* Begin TASK MATERIAL *

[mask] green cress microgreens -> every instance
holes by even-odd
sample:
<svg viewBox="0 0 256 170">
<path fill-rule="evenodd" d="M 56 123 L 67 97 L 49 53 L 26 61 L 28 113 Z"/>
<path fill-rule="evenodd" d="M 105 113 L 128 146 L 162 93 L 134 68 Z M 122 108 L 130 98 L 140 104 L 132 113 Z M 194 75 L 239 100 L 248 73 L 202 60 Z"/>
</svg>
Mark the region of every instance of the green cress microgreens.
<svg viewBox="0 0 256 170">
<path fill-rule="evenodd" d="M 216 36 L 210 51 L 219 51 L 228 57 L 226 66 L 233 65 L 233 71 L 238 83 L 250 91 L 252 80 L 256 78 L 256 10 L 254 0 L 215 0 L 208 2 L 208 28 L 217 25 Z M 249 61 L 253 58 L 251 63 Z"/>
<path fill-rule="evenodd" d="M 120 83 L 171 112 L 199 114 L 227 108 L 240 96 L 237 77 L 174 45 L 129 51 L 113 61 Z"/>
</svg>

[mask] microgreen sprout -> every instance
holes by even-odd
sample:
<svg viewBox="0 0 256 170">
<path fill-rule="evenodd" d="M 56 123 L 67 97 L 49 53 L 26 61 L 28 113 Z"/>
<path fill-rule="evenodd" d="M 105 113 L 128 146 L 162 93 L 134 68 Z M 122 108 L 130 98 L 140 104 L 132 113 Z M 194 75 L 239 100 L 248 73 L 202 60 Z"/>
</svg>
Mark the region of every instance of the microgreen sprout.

* End TASK MATERIAL *

TASK STATEMENT: Display each line from the items above that contains the word "sprout".

PROBLEM SOLUTION:
[mask] microgreen sprout -> every instance
Mark the region of every instance of the microgreen sprout.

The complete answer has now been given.